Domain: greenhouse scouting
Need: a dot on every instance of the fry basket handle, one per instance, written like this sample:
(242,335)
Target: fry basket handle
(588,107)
-*-
TASK DETAILS — Write out every line of the records again, requests included, and add 107 to each coordinate in the answer points only.

ANSWER TO THE TASK —
Domain: greenhouse scouting
Need: a dot on every instance of the fry basket handle, one per instance, written like this sample:
(242,335)
Target: fry basket handle
(695,214)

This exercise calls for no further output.